- Activity -
Reproduce verbatim the stretch of the forum posts from "The second aspect" through "Mercury, Apollo etc).".

- Excerpt -

Show Posts

This section allows you to view all posts made by this member. Note that you can only see posts made in areas you currently have access to.


Messages - DuncanDoenitz

Pages: [1] 2 3 ... 18  Next >
1
I'll pick up your baton, mahogany.  (mahogany baton, geddit?)

I think there's 2 aspects to the awesome-ness of this.  First of all there's the technology; you take the biggest, heaviest rocket vehicle that ever existed and blast it off to the point of separation, at which time the pointy bit goes on to orbit.  The remaining 3/4 of this biggest-heaviest-rocket-that-ever-existed continues ballistically to the Karman Line.  You then adjust the trajectory to bring it back to the launch pad, relight the motors and have it literally hover until it's grabbed by the chopsticks. 

The second aspect is the pure spectacle.  Since we started recovering things from space in the 60's, there have only been 2 ways to do it, and both rely on aerodynamics:

One; you use unguided inherent vehicle-drag to decelerate to a (subsonic) point where a parachute becomes viable, then you allow it to simply fall to earth (Vostok, Soyuz, Mercury, Apollo etc). 

Two; you design a vehicle of such resiliance that aerodynamic surfaces will withstand the kinetic heating, and use lift/drag to make a controlled flight to an aeroplane-type touchdown (Shuttle, Buran, X-15, X-37 etc). 

In both these cases, the kinetic/potential energy of the orbital/sub-orbital vehicle is dissipated in a gradual and consistent manner from the time it encounters significant atmospheric drag.  Coincidentally, this is about the point at which it becomes catchable by the TV technology of the day, so the public becomes accustomed to space shots returning in a sedate and controlled manner.  What sets Starship apart is that the energy dissipated aerodynamically by the vehicle is consistent but minimal until the it is less than a mile from the Earth; at this point, well with sight and earshot of ground observers, it is still falling vertically, supersonic, going backwards, and impact seems inevitable.  Only at a height of 1000 metres do we get synchronous sonic boom, flame, thunder and violent deceleration. 

2
Just as an epilogue and summary, Tom said this at Reply#10;

"If you are sure that there is a category where sailing boats have sailed around it in a faster time then I would suggest finding it and then contacting Guinness World Records to inform them that they are incorrect about Lisa Blair holding the record for fastest circumnavigation by sailboat".

Well it turns out we don't need to e-mail Guinness (Tom's arbiter of choice on this subject); they already know.

https://www.guinnessworldrecords.com/world-records/527119-first-circumnavigation-of-antarctica-in-a-sailboat-south-of-the-60th-parallel

3
Interesting post Longtitube, and the best part is in the, almost throwaway, last paragraph. 

It's becoming clear that there are several categories for the "Record"; above and below certain latitudes, class of vessel, and single/multi crew.  Mariusz Koper's journey in Katharsis II is extraordinary.  Lets put it straight out there that this was a multicrew effort, so 24-hour watchkeeping was possible, but it was also a monohull.  Koper's record was performed entirely below 62degS, and achieved in 72 days, actually beating the single-handed monohull RTW record by 2 days. Not only that, but it was not even by the most direct sea-route.  Koper and his crew made a point of following the coast as closely as possible, even diverting south in order to sail on the Ross Sea, the most southerly navigable waters on Earth.  Reading some of his account is astonishing due to the presence of icebergs and floes which had to be avoided.

- Data records -
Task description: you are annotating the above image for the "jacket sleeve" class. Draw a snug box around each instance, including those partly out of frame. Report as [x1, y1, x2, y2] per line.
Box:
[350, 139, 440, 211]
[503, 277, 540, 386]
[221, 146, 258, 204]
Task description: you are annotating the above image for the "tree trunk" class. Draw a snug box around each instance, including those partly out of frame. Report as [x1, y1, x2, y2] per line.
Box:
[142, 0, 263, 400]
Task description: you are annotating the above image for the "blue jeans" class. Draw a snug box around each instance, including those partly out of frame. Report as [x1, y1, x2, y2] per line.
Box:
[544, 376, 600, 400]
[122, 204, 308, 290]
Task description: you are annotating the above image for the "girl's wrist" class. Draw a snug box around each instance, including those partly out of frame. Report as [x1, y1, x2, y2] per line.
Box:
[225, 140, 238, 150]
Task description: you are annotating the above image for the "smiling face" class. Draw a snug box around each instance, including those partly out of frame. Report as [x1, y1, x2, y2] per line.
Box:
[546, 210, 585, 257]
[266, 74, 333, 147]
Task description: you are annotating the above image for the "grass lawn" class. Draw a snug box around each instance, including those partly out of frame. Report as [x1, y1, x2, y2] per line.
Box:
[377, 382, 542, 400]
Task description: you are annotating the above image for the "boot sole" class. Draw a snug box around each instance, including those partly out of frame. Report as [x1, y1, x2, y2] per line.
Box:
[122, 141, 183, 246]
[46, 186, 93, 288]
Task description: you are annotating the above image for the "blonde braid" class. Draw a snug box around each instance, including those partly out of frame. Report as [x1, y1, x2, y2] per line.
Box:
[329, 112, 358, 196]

- Answer box -
The second aspect is the pure spectacle.  Since we started recovering things from space in the 60's, there have only been 2 ways to do it, and both rely on aerodynamics:

One; you use unguided inherent vehicle-drag to decelerate to a (subsonic) point where a parachute becomes viable, then you allow it to simply fall to earth (Vostok, Soyuz, Mercury, Apollo etc).